- _TEXT BLOCK_
·····

Why is Russia invading Ukraine?

Since the collapse of the Soviet Union, Russia has continued to harbor significant resentment against Independent Ukraine, the country it still thinks of as a critical part of ‘Mother Russia’. It therefore considers the conquest of Ukraine as being vital for the restoration of its so-called “Historical Russia”.

Russian President Vladimir Putin has spared no effort to promote the false historical narrative that Ukrainians and Russians constitute “one nation”. Putin fervently wishes to reassemble the countries of the former Soviet Union and reverse what he calls the “greatest geopolitical catastrophe of the twentieth century.” His ultimate goal is to ‘right the wrongs’, as he seems them, of the fall of the USSR in the Cold War, thirty years ago. As a result, he wishes to reconstitute the entire European security architecture which will come at huge cost to the West. His recent articles and speeches on the subject have reportedly become compulsory reading for the Russian military.

Having declared Independence in 1991, Ukraine has irrevocably chosen a completely different path – an independent path of democratic development, reform and European integration. In contrast, the Kremlin has decided to go the way of conservation and groundless aspiration to restore its empire.

·····

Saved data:
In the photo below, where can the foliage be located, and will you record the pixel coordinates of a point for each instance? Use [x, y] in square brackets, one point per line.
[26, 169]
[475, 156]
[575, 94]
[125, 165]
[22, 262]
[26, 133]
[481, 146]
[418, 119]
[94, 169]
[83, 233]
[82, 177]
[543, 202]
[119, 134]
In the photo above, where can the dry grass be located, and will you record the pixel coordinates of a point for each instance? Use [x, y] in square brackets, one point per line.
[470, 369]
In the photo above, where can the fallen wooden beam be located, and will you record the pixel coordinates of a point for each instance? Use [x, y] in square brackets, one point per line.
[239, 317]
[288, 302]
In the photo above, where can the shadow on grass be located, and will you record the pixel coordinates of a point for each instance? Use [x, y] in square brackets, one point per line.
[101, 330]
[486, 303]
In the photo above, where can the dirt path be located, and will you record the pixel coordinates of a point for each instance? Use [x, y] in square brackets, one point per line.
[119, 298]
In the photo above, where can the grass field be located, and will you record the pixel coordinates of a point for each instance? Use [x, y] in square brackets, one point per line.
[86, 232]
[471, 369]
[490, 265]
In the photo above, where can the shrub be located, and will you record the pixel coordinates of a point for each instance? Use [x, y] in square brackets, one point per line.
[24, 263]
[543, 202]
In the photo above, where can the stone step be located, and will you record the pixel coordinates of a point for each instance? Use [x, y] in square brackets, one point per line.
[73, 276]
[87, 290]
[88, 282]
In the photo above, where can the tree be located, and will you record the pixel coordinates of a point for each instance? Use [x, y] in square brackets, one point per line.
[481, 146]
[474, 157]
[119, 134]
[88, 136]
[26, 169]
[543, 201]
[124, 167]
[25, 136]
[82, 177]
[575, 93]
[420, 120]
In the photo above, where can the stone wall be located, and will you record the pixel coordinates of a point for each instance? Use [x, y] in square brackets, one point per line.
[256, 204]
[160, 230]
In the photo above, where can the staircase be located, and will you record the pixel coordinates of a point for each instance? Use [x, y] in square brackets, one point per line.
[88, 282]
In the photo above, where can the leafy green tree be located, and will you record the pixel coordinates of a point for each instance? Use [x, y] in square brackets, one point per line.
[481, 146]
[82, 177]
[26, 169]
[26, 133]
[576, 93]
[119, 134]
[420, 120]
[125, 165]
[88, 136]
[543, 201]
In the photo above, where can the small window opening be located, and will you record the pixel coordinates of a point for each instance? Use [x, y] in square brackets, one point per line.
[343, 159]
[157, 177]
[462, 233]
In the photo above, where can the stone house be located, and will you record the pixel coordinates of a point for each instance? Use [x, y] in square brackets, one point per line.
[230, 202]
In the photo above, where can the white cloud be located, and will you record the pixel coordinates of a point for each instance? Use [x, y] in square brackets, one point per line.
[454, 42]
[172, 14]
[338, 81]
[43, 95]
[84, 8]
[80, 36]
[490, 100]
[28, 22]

·····

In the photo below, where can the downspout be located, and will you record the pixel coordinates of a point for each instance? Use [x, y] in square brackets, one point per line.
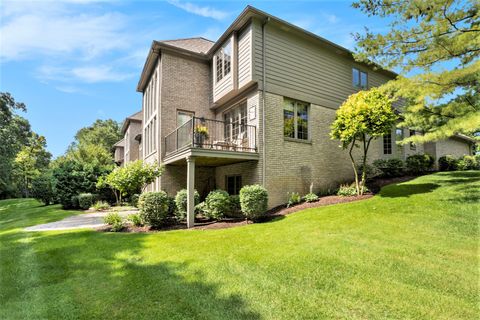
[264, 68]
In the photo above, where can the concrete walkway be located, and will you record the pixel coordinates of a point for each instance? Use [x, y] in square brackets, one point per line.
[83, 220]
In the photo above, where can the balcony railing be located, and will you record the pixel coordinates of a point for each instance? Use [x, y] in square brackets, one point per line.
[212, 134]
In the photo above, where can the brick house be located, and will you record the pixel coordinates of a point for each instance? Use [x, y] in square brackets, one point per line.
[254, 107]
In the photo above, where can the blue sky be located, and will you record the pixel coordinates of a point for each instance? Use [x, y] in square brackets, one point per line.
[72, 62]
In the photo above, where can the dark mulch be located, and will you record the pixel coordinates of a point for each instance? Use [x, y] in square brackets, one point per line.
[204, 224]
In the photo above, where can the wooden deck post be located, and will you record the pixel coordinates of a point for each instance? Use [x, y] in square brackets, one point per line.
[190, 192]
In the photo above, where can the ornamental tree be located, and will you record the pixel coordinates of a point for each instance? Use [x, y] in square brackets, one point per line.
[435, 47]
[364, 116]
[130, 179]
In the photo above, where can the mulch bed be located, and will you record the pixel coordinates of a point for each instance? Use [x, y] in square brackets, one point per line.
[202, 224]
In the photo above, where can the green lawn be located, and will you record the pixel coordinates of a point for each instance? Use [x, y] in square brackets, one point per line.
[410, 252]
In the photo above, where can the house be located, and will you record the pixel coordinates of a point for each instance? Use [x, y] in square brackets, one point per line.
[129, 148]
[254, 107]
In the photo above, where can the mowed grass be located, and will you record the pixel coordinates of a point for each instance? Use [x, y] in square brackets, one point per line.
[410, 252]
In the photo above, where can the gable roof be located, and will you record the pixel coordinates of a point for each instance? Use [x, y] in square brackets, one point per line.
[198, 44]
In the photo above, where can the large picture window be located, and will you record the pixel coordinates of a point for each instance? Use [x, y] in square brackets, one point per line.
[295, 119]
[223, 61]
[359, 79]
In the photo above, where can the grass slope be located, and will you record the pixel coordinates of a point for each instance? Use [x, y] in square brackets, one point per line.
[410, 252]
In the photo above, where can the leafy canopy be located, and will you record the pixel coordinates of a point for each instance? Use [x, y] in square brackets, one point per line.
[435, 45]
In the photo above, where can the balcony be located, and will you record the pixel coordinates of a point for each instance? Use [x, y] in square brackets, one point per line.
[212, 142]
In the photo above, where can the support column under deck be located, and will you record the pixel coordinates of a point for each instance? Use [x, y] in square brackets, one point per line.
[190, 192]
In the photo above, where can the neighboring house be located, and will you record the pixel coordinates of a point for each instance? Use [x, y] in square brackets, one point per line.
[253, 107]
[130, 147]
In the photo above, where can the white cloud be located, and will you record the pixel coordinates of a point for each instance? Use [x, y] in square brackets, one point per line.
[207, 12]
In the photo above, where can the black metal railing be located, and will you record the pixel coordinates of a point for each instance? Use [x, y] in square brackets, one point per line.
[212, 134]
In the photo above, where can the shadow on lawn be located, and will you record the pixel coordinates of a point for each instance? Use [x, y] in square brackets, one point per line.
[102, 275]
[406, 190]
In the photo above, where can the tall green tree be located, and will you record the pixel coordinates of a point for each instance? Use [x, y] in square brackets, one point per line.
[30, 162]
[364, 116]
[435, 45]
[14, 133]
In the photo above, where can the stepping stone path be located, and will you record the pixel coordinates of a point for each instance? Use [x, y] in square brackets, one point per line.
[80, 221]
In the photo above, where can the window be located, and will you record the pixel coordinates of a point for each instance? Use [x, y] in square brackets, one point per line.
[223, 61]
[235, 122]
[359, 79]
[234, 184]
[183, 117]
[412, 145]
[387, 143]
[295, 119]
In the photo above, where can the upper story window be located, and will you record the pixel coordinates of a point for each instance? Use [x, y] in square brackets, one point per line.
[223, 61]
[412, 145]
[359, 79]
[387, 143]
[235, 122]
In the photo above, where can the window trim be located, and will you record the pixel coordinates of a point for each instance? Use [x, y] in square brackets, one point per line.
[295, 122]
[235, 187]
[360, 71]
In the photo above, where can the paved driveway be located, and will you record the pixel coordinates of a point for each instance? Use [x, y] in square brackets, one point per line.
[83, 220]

·····

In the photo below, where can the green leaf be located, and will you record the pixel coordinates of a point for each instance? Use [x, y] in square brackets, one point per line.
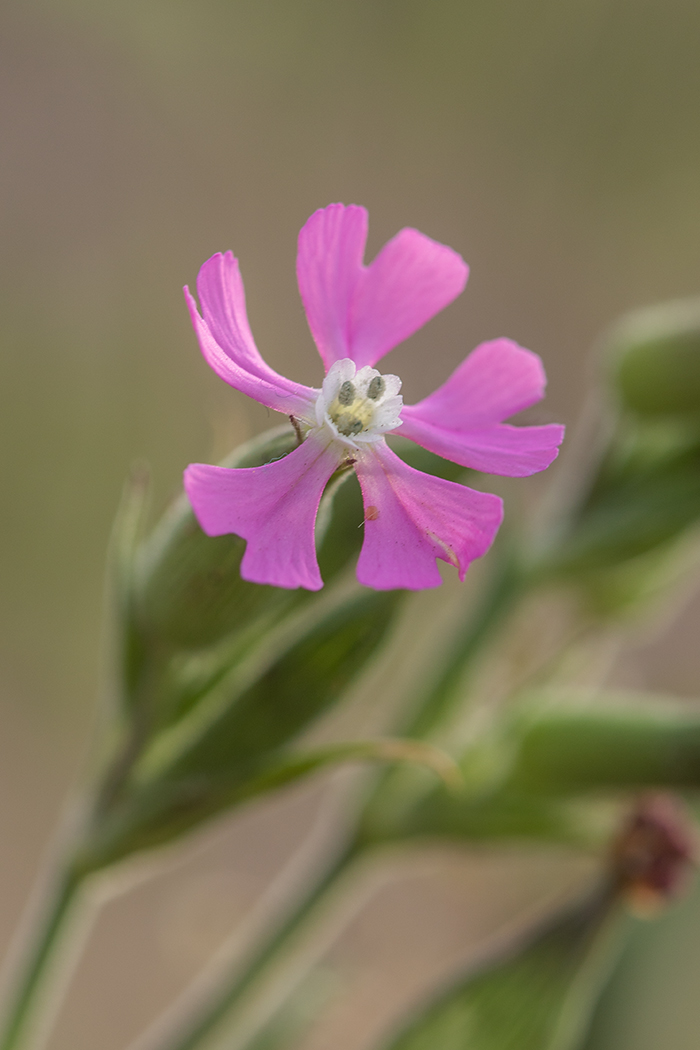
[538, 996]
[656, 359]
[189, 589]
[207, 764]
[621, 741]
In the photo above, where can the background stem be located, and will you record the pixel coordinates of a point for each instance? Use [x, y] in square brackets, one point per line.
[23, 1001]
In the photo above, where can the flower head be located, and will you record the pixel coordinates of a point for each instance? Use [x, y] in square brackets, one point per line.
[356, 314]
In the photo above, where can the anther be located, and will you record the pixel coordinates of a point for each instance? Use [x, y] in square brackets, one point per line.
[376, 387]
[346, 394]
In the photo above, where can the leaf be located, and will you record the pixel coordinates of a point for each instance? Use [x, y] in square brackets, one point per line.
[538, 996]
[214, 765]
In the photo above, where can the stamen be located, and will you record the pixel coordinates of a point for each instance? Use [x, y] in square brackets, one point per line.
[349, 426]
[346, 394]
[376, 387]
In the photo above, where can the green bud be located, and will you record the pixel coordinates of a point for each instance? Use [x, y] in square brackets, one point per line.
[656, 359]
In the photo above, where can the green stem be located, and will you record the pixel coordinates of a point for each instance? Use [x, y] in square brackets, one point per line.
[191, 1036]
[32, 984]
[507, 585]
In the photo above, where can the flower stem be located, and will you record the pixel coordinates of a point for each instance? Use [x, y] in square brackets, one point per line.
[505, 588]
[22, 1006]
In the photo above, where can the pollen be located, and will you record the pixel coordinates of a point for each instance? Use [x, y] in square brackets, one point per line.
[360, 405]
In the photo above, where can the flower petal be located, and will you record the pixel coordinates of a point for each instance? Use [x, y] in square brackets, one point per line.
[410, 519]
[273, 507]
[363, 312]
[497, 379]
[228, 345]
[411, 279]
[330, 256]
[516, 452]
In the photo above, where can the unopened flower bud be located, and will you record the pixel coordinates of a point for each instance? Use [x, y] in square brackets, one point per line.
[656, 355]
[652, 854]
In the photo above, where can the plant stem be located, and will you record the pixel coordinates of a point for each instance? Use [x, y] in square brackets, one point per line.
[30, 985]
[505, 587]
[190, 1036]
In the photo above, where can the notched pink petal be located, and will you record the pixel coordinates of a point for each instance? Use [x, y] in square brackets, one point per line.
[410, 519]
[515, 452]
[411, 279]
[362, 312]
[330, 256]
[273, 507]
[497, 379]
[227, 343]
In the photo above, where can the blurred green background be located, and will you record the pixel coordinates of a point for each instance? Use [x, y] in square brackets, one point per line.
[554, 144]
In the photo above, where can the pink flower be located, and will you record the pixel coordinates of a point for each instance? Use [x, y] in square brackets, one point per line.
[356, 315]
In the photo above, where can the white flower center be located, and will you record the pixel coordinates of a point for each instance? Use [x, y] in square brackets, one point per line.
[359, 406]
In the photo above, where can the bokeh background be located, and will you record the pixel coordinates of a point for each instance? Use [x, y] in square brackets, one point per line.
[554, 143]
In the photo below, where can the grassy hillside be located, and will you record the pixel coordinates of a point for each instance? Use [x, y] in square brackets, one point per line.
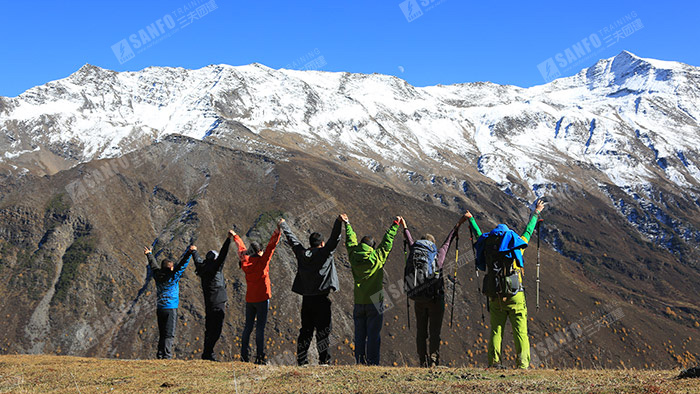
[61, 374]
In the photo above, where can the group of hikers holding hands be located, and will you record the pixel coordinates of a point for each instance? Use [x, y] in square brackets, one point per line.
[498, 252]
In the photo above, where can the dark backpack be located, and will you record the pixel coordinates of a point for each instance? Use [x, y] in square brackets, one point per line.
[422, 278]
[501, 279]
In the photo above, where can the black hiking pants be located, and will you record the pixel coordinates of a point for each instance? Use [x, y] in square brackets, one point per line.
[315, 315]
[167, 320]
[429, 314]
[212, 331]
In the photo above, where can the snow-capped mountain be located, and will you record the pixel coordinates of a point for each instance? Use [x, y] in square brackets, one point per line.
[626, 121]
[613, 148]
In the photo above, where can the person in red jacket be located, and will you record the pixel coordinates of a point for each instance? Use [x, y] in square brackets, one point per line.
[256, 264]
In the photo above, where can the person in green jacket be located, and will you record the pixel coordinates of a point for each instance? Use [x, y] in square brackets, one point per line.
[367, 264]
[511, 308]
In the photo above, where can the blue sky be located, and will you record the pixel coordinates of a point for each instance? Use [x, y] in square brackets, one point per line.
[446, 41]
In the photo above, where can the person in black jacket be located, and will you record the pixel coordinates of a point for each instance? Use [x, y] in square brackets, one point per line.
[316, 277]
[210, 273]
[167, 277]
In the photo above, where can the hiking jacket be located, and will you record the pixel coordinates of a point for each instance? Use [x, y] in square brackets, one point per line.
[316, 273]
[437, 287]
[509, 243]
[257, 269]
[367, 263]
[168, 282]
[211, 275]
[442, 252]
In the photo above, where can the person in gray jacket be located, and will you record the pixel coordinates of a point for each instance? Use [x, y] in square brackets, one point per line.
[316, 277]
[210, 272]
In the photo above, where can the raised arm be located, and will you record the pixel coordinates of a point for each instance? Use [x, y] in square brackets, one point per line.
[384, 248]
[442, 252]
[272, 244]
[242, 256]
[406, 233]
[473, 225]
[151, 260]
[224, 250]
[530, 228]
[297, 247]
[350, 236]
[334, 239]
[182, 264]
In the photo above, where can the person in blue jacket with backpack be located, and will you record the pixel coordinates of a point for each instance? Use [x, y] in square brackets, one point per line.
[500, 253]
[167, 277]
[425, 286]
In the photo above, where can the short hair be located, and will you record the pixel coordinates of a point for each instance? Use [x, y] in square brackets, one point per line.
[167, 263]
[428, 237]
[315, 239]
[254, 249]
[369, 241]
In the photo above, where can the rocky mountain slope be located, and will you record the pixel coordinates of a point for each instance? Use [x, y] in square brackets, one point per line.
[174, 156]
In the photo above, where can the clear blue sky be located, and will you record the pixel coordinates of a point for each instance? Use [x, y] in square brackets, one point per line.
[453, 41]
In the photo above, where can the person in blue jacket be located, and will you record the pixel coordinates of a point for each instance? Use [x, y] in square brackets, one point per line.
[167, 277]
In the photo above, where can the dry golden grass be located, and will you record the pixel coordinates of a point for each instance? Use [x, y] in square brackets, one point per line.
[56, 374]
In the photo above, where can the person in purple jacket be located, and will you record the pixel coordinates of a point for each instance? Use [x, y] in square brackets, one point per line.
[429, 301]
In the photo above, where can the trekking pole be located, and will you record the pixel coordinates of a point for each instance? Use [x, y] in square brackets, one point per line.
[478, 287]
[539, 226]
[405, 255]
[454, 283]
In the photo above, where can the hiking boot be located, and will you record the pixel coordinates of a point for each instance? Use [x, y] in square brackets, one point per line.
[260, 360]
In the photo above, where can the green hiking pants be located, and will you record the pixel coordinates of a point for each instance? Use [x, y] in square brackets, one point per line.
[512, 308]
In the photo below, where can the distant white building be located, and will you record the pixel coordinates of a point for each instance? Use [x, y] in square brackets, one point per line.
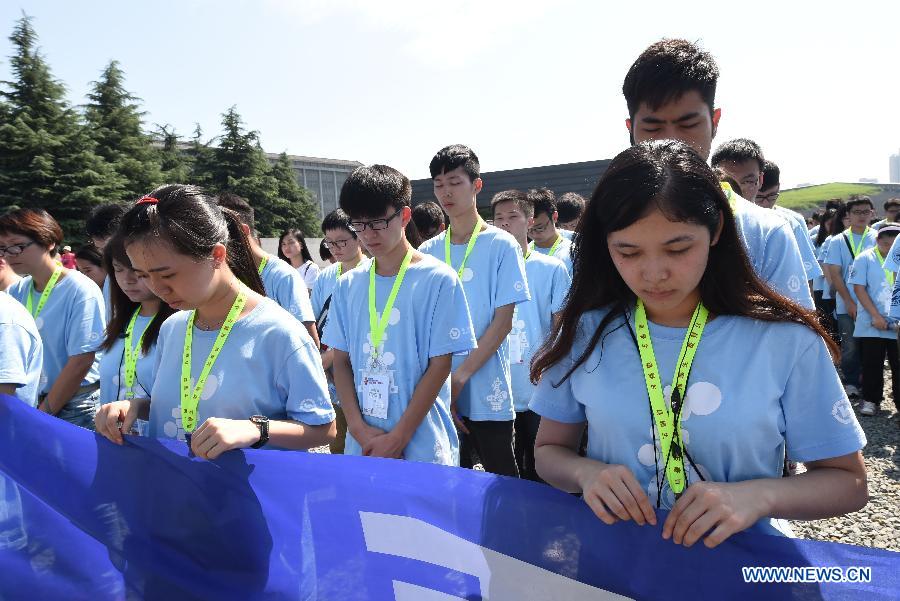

·····

- _ACTIVITIES_
1. According to the text on why Russia is invading Ukraine, in what year did Ukraine declare independence?
2. Carry on the text on why Russia is invading Ukraine, picking up after its last sentence.
These records come from a different source than the text on why Russia is invading Ukraine.

- _TASK RESULTS_
1. 1991

2.
Day of voting for Declaration of Independence of Ukraine on 24 August 1991
Photo: Ukrinform.ua

Since the Soviet Union’s collapse, the pace of change has varied from one Post-soviet country to another. Some, such as Belarus, have slowed down and tried to hold on to their Soviet heritage; others leapt as far forward and as quickly as possible. The Baltic states and the former Warsaw Pact countries shrugged off their Soviet past and took steps to integrate with NATO and the EU in the early 1990s, completing the process by 2004 – just before Russian imperialism began to reemerge. Unfortunately, Ukraine and Georgia had not yet completed that path by then. Both were left outside the Euroatlantic community, and both later became targets of military aggression by Russia, at the cost of lives and territory.

It seems that the core values and DNA of Ukrainian society – a love of freedom, democracy, free thinking and European values – are values that are anathema to Putin; he can neither comprehend, nor tolerate, these values – and so instead he is seeking to destroy them.

As a result, the military aggression and outright violation of all international norms and laws is the only thing that Russia is able to propose to encourage independent states to move within the orbit of the ‘Russian world’ – its neo-imperial project.

Putin’s numerous attempts to falsely present Russia as the “victim defending itself from an ‘aggressive’ West”, NATO’s expansion or “radical Nazis killing Russian speaking citizens” are nonsensical and serve as a tool of reflective control in order to cover up Putin’s own aggressive ambitions.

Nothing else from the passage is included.